PASSAGE PROVIDED:

SECTION 7. Further Assurances; Pledge Amendments.
(a) Pledgor agrees that at any time and from time to time, at
the expense of Pledgor, Pledgor shall promptly execute and deliver all further
instruments and documents, and take all further actions, that may be necessary
or appropriate, or that Pledgee may reasonably request, in order to perfect
and protect any security interest granted or purported to be granted hereby or
to enable Pledgee to exercise and enforce its rights and remedies hereunder
with respect to any Pledged Collateral.
(b) Pledgor further agrees that it will, upon obtaining any
additional shares of stock or other securities required to be pledged
hereunder, promptly (and in any event within ten (10) days) deliver to Pledgee
a Pledge Amendment, duly executed by Xxxxxxx, in substantially the form of
Schedule II hereto (a "Pledge Amendment"), in respect of the additional shares
of stock or other securities to be pledged pursuant to this Agreement.

TASKS:
1. Translate this sentence from the pledge agreement excerpt into Spanish: "Pledgor agrees that at any time and from time to time, at the expense of Pledgor, Pledgor shall promptly execute and deliver all further instruments and documents, and take all further actions, that may be necessary or appropriate, or that Pledgee may reasonably request, in order to perfect and protect any security interest granted or purported to be granted hereby or to enable Pledgee to exercise and enforce its rights and remedies hereunder with respect to any Pledged Collateral."
2. Carry on the pledge agreement excerpt from the point where it stops, beginning after its final sentence.
The listing comes from a different source than the pledge agreement excerpt.

SUPPLIED MATERIAL:
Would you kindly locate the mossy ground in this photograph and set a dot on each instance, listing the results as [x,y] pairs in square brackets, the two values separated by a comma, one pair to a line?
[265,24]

RESULTS FOR THE EXERCISE:
1. El Pignorante acuerda que en cualquier momento y cuantas veces sea necesario, a expensas del Pignorante, el Pignorante deberá otorgar y entregar con prontitud todos los instrumentos y documentos adicionales, y realizar todas las acciones adicionales, que sean necesarios o apropiados, o que el Acreedor Prendario pueda razonablemente solicitar, a fin de perfeccionar y proteger cualquier garantía real otorgada o que se pretenda otorgar en virtud del presente, o de permitir al Acreedor Prendario ejercer y hacer valer sus derechos y recursos conforme al presente con respecto a cualquier Garantía Prendada.

2.
Pledgor hereby authorizes Pledgee to attach each Pledge Amendment to this
Agreement and agrees that all Pledged Shares listed on any Pledge Amendment
delivered to Pledgee shall for all purposes hereunder be considered Pledged
Collateral.
SECTION 8. Voting Rights; Dividends; Etc.
(a) So long as no Event of Default (as defined below) shall have
occurred and be continuing:
(i) Pledgor shall be entitled to exercise any and all
voting and other consensual rights pertaining to the Pledged Collateral
or any part thereof for any purpose not in violation of the terms of the
Employment Agreement or the Note. It is understood, however, that
neither (A) the voting by Pledgor of any Pledged Shares for or Pledgor's
consent to the election of directors at a regularly scheduled annual or
other meeting of stockholders or with respect to incidental matters at
any such meeting, nor (B) Pledgor's consent to or approval of any action
otherwise permitted under the terms of the Employment Agreement or the
Note shall be deemed inconsistent with the terms of any of such
documents within the meaning of this Section 8(a)(i), and no notice of
any such voting or consent need be given to Pledgee.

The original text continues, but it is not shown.